▶ [What you are asked to do] Return the records verbatim from their first line through the line containing "point(145, 255)", including both of those lines.

▶ [Data listing]

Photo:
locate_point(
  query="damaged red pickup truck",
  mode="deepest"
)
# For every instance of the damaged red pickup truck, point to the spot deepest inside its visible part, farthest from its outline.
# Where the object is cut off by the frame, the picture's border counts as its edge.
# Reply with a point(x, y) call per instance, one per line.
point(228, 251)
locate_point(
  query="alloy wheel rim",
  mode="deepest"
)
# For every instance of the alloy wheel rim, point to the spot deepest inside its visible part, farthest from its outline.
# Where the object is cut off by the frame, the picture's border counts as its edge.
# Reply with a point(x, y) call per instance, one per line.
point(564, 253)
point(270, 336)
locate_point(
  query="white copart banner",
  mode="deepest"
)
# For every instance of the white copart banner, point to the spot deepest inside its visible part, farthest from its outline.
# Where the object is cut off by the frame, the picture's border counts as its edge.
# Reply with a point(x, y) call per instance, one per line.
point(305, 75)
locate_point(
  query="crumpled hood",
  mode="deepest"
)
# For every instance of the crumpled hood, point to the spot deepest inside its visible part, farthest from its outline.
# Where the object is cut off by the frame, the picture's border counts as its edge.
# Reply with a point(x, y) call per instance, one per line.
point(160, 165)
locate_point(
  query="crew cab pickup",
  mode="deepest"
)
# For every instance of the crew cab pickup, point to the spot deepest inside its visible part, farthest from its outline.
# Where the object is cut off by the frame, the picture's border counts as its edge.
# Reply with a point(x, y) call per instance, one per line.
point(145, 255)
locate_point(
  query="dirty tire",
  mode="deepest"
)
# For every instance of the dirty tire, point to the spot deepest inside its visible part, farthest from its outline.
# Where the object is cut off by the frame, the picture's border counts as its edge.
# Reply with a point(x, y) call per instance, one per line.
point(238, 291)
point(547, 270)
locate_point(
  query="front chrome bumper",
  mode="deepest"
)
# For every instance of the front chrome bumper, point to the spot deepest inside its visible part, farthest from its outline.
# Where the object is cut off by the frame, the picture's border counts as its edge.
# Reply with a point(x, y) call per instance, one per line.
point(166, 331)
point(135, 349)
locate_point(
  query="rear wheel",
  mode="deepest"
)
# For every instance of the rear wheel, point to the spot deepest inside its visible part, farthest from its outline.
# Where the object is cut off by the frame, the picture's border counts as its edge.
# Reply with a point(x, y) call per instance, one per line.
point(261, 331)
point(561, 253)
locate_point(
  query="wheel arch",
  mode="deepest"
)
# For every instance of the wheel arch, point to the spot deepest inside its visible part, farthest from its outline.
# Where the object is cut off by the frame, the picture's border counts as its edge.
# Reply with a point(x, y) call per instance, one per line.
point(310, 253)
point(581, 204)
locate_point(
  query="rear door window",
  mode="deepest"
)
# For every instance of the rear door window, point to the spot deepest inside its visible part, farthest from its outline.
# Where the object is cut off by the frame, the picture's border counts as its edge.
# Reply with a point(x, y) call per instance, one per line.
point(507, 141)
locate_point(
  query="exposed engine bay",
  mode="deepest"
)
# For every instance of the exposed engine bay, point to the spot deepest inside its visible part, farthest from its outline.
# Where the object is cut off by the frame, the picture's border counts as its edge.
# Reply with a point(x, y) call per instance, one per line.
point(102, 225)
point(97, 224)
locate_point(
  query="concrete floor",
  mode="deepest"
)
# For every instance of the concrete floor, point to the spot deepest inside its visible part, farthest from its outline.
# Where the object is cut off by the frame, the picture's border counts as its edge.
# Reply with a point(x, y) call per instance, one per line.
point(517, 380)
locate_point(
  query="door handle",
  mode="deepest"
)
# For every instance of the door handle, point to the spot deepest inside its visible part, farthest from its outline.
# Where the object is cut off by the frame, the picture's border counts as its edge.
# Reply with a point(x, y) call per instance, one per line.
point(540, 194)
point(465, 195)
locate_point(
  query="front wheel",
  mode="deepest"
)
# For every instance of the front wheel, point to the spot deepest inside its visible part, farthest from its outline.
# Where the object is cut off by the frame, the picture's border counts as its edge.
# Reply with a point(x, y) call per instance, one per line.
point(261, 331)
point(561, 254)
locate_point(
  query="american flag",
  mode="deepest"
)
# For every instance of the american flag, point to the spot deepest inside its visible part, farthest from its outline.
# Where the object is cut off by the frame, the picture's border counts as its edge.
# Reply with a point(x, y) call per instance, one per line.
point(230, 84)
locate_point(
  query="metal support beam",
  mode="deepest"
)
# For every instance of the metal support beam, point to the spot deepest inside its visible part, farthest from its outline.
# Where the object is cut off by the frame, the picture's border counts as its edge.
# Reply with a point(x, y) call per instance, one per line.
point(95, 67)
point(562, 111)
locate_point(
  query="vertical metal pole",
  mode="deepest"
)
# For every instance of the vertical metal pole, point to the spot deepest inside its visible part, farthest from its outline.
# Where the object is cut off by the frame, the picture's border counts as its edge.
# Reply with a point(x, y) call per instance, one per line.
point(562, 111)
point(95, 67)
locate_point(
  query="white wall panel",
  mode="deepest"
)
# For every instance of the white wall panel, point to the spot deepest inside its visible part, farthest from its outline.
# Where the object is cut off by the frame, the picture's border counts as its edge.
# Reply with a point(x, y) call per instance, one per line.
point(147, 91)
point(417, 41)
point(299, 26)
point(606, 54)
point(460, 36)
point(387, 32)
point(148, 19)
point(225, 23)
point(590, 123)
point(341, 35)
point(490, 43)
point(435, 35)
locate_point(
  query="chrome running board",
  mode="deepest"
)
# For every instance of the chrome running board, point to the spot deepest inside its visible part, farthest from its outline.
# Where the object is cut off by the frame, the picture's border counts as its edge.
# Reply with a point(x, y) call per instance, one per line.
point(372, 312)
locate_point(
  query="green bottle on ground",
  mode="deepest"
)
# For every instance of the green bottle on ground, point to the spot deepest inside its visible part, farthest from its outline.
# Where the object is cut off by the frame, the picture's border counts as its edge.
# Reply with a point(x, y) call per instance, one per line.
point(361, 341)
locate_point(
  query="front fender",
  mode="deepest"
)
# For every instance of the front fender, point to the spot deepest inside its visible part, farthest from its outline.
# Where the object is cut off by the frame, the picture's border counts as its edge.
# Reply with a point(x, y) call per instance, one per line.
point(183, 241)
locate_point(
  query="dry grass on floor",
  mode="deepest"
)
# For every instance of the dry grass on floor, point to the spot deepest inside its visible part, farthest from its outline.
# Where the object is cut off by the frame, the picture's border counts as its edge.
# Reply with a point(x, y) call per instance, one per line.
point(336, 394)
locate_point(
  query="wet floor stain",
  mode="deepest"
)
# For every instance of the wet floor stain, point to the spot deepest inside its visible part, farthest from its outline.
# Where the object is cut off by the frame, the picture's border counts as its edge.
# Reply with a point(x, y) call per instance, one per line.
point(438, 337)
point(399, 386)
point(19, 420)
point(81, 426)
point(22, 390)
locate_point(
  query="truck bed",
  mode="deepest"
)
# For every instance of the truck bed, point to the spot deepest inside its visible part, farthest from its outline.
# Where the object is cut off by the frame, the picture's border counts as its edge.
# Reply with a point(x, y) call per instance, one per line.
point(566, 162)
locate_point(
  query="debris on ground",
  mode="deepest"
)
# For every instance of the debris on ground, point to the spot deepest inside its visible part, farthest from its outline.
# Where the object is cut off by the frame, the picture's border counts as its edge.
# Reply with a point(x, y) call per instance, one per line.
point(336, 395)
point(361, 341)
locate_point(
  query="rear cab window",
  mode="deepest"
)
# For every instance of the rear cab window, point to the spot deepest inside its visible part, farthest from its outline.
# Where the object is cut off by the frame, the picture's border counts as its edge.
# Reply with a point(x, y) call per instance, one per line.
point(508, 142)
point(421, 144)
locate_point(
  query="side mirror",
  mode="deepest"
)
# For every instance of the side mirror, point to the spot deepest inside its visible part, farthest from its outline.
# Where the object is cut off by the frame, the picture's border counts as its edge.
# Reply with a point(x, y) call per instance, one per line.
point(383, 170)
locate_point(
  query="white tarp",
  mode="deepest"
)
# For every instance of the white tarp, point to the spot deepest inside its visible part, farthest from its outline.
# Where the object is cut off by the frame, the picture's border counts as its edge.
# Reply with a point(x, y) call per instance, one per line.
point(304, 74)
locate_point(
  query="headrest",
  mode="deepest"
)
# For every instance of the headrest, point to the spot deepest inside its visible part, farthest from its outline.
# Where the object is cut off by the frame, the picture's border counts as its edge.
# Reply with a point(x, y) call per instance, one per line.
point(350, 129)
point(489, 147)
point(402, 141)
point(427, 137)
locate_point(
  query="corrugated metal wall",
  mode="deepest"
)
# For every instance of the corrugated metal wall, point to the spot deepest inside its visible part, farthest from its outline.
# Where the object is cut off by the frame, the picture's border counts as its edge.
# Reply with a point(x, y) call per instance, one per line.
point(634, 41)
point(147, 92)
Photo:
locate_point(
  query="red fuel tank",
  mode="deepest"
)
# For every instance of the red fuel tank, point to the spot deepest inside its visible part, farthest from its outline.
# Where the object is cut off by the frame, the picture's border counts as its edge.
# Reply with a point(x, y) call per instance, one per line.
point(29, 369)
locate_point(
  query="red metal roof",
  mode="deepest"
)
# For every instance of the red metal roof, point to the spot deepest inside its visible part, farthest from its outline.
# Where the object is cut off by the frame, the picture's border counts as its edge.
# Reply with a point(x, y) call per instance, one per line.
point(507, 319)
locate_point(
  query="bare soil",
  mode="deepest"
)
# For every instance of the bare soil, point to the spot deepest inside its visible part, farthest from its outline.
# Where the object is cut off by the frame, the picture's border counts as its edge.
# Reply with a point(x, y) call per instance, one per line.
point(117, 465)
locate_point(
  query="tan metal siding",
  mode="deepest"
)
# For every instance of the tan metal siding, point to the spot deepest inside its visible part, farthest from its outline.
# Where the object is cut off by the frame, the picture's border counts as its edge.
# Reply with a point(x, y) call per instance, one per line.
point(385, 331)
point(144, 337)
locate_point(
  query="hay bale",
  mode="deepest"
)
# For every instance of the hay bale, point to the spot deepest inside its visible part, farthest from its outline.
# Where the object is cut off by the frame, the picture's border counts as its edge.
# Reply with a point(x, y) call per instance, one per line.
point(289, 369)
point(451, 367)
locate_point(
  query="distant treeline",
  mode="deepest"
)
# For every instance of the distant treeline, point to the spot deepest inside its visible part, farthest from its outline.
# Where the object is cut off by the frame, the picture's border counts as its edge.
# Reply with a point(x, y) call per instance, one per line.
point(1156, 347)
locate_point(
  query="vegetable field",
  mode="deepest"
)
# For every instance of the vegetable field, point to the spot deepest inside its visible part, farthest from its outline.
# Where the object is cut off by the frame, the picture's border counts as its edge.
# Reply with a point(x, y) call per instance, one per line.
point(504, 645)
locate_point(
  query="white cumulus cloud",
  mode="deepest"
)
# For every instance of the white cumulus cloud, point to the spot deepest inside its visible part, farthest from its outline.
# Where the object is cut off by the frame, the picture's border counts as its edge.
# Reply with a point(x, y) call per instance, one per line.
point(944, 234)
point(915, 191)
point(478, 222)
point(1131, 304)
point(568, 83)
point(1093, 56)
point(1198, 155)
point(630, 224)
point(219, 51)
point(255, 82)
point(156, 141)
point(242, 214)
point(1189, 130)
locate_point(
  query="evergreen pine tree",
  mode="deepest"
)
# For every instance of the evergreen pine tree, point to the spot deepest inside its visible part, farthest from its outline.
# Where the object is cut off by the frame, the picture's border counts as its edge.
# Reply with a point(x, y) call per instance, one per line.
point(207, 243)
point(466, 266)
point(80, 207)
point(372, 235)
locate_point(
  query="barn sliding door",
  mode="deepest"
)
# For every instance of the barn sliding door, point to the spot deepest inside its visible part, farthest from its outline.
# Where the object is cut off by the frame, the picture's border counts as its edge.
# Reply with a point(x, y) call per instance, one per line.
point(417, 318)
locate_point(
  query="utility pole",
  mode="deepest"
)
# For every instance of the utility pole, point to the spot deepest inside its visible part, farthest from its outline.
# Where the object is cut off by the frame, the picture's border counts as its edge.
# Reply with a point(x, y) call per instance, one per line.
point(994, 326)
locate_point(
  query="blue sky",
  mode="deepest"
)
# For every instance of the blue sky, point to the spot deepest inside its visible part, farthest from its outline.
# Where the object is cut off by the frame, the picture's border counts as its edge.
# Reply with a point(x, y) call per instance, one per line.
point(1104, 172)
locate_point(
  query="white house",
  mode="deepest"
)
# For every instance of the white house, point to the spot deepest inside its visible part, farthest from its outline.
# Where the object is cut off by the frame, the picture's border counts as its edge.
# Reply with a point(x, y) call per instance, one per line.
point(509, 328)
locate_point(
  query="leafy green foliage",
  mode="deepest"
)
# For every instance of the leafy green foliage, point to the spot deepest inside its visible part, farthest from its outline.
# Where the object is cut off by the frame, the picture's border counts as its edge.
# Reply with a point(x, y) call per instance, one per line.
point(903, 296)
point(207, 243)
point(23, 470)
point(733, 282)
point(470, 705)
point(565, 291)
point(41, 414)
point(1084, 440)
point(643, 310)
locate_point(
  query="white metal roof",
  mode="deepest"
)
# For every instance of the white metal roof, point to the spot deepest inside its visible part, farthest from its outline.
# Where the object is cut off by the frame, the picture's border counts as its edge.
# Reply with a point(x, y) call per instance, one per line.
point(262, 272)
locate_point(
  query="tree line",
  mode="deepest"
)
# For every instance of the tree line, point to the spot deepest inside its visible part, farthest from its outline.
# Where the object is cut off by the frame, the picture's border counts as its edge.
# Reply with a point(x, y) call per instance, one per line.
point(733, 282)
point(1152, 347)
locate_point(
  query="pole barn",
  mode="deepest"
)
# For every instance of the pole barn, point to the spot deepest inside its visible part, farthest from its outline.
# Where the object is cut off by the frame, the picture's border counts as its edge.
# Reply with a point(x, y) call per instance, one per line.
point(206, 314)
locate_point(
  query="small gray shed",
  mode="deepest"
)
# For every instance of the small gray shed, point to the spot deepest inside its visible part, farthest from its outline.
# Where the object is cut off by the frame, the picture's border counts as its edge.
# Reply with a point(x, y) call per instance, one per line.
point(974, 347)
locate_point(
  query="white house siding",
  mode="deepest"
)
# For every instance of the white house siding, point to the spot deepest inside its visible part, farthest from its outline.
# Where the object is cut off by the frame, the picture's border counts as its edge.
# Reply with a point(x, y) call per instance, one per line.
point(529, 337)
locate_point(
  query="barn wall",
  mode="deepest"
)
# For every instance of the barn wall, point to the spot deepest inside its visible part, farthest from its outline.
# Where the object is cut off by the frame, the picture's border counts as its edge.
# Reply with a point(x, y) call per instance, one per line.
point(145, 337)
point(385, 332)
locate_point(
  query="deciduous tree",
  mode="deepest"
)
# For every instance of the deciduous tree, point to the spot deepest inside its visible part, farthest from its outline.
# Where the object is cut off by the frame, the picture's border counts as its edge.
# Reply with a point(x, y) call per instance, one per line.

▶ [Exercise solution]
Photo:
locate_point(
  query="damaged red pickup truck",
  mode="deepest"
)
# For every instance of the damaged red pickup truck, point to the spot deepest inside its visible part, farthest from its outline.
# Where the object is cut off by the frame, the picture's border counts as its edge.
# Reply with a point(x, y) call per instance, one per line.
point(228, 251)
locate_point(
  query="alloy wheel rim",
  mode="deepest"
)
# For every instance of the alloy wheel rim, point to the spot deepest inside its visible part, farthest from its outline.
# Where the object is cut off by the frame, the picture's border counts as its edge.
# Reply with a point(x, y) call per instance, one per line.
point(564, 253)
point(270, 336)
locate_point(
  query="white copart banner",
  mode="deepest"
)
# For every instance of the white copart banner, point to the spot deepest inside its visible part, farthest from its outline.
# Where the object is cut off by the frame, the picture's border counts as its edge.
# Reply with a point(x, y) call per instance, one per line.
point(305, 75)
locate_point(
  query="crumpled hood",
  mode="deepest"
)
# For every instance of the crumpled hood, point to the spot deepest inside its visible part, farthest from its outline.
# Where the object is cut off by the frame, the picture's border counts as its edge.
# Reply with a point(x, y) call per instance, one per line.
point(160, 165)
locate_point(
  query="crew cab pickup",
  mode="deepest"
)
# For every instance of the crew cab pickup, point to the spot deepest inside its visible part, farthest from its outline.
# Where the object is cut off by the frame, the picture's border counts as its edge.
# Reply with a point(x, y) call per instance, one per line.
point(145, 255)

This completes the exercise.